-- What is being asked --
Write out the records below word for word, please.

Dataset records
|---|

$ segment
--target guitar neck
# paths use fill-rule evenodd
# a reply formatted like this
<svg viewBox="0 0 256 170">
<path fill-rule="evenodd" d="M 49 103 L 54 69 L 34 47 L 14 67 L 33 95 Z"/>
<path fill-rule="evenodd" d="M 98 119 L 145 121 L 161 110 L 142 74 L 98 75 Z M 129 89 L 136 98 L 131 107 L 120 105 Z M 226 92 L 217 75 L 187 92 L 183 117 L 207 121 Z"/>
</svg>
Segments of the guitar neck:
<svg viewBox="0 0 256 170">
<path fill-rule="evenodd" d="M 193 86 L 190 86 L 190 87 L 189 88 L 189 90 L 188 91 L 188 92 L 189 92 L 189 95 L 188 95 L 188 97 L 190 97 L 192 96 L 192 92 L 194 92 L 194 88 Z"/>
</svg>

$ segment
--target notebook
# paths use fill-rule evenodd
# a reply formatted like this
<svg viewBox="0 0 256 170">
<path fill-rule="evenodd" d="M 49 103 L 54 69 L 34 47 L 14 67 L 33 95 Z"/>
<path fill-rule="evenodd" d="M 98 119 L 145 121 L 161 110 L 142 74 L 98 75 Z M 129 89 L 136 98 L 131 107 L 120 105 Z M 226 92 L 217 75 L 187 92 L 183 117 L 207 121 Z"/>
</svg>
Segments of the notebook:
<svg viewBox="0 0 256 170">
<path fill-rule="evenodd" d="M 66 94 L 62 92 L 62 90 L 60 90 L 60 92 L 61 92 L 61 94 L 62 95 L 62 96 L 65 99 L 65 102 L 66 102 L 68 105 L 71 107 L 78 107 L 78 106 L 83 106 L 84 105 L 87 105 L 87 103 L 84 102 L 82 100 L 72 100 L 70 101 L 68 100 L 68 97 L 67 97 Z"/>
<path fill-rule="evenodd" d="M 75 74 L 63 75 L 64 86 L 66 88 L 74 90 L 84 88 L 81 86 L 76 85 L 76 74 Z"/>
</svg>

|---|

-- Completed exercise --
$ segment
--target guitar neck
# paths use fill-rule evenodd
# a reply formatted like this
<svg viewBox="0 0 256 170">
<path fill-rule="evenodd" d="M 49 103 L 54 69 L 34 47 L 14 67 L 33 95 Z"/>
<path fill-rule="evenodd" d="M 98 119 L 145 121 L 161 110 L 142 74 L 98 75 Z M 129 89 L 136 98 L 131 107 L 120 105 Z M 226 92 L 217 75 L 187 92 L 183 117 L 207 121 Z"/>
</svg>
Segments of the guitar neck:
<svg viewBox="0 0 256 170">
<path fill-rule="evenodd" d="M 193 86 L 190 86 L 190 87 L 189 88 L 189 90 L 188 91 L 188 92 L 189 92 L 189 95 L 188 95 L 188 97 L 190 97 L 192 96 L 192 92 L 194 92 L 194 88 Z"/>
</svg>

$ segment
--target notebook
# paths use fill-rule evenodd
# a reply formatted like this
<svg viewBox="0 0 256 170">
<path fill-rule="evenodd" d="M 49 103 L 54 69 L 34 47 L 14 67 L 33 95 Z"/>
<path fill-rule="evenodd" d="M 98 119 L 145 121 L 161 110 L 142 74 L 98 75 Z M 129 89 L 136 98 L 131 107 L 120 105 Z M 226 92 L 217 75 L 187 92 L 183 117 L 207 121 Z"/>
</svg>
Segments of the notebook:
<svg viewBox="0 0 256 170">
<path fill-rule="evenodd" d="M 66 94 L 62 92 L 62 90 L 60 90 L 60 92 L 61 92 L 61 94 L 62 95 L 62 96 L 65 99 L 65 102 L 66 102 L 68 105 L 71 107 L 78 107 L 78 106 L 83 106 L 84 105 L 87 105 L 87 103 L 84 102 L 82 100 L 72 100 L 70 101 L 68 100 L 68 97 L 67 97 Z"/>
<path fill-rule="evenodd" d="M 75 74 L 63 75 L 64 86 L 66 88 L 74 90 L 84 88 L 81 86 L 76 85 L 76 74 Z"/>
</svg>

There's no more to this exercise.